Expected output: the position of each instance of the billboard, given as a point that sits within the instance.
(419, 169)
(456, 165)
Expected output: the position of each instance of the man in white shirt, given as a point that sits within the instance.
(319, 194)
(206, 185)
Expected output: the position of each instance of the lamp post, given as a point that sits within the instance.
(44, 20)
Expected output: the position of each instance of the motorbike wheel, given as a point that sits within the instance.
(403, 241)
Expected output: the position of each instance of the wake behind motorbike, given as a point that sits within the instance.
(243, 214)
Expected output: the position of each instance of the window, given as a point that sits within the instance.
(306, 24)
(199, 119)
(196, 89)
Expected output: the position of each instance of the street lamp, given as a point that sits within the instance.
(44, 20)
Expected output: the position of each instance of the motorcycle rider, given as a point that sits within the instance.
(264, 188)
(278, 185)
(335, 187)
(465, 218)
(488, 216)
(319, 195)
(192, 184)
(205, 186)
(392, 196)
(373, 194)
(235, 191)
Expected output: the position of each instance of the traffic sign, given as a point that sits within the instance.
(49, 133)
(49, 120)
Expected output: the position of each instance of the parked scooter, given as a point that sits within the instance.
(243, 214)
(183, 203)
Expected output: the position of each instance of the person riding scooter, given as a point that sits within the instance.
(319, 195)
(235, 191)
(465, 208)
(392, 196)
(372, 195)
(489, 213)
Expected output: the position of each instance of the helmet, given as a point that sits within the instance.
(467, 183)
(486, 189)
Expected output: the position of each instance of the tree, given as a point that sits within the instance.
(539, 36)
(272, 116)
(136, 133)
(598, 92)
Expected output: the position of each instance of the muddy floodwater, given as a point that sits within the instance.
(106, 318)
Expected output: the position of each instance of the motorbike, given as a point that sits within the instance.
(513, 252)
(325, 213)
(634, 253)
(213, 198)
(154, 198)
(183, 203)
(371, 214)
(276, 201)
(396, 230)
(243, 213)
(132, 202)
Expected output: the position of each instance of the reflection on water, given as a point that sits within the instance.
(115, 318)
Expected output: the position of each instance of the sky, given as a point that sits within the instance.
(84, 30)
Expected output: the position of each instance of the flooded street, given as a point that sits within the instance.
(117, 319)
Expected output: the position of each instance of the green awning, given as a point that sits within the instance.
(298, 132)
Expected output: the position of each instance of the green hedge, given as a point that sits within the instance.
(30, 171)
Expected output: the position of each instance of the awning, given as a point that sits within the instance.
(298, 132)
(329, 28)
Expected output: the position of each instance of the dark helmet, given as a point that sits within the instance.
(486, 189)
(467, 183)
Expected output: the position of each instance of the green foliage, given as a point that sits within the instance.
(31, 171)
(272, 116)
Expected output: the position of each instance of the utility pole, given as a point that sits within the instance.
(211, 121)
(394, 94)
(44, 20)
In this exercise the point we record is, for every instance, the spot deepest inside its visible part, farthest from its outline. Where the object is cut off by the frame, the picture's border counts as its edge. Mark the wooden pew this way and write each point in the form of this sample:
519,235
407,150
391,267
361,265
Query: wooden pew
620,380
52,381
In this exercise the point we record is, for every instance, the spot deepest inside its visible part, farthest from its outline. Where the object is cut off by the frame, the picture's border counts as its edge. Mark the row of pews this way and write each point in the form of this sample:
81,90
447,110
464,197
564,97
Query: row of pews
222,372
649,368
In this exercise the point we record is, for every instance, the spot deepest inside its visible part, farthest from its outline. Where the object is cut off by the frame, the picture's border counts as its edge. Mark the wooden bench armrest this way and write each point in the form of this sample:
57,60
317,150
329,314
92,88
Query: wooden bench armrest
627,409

● **EXERCISE BRIEF**
Copy out, unchanged, the lines of the entries above, starting at the line that contains "Mark the row" and ending at the final line of the entries.

● **THE SOLUTION**
In this exercise the point we record is, for every instance, the spot deepest inside its visible part, farthest from its outline. Where the object is cut off by the frame, the picture's border counts as its edge. Mark the row of pews this way and write each point in the form of this sample:
81,90
447,110
464,197
564,97
Query: row of pews
222,372
649,368
In this exercise the point we record is, for every instance, the spot deepest inside its visible part, farthest from its outline. Where the object is cut off by the frame, the picture's border counts as its edge. Mark the wooden bench armrest this way and write each point in the form of this sample:
57,60
317,150
329,314
92,88
Query: wooden bench armrest
627,409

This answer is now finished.